**TASK DETAILS**.
For this exercise, reproduce each entry below exactly, excluding pictures.

**RECORDED DATA**.
-- Opening Marker --

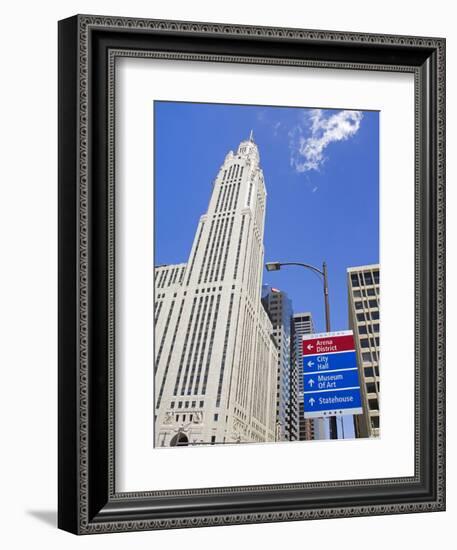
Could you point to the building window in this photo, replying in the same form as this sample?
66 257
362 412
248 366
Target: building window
369 372
374 420
373 404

-- Closing Marker --

**TASK RESPONSE**.
Could you point to the building window in this photo, replying in the same form as this sample?
66 257
362 412
248 366
Target: building window
369 372
374 420
373 404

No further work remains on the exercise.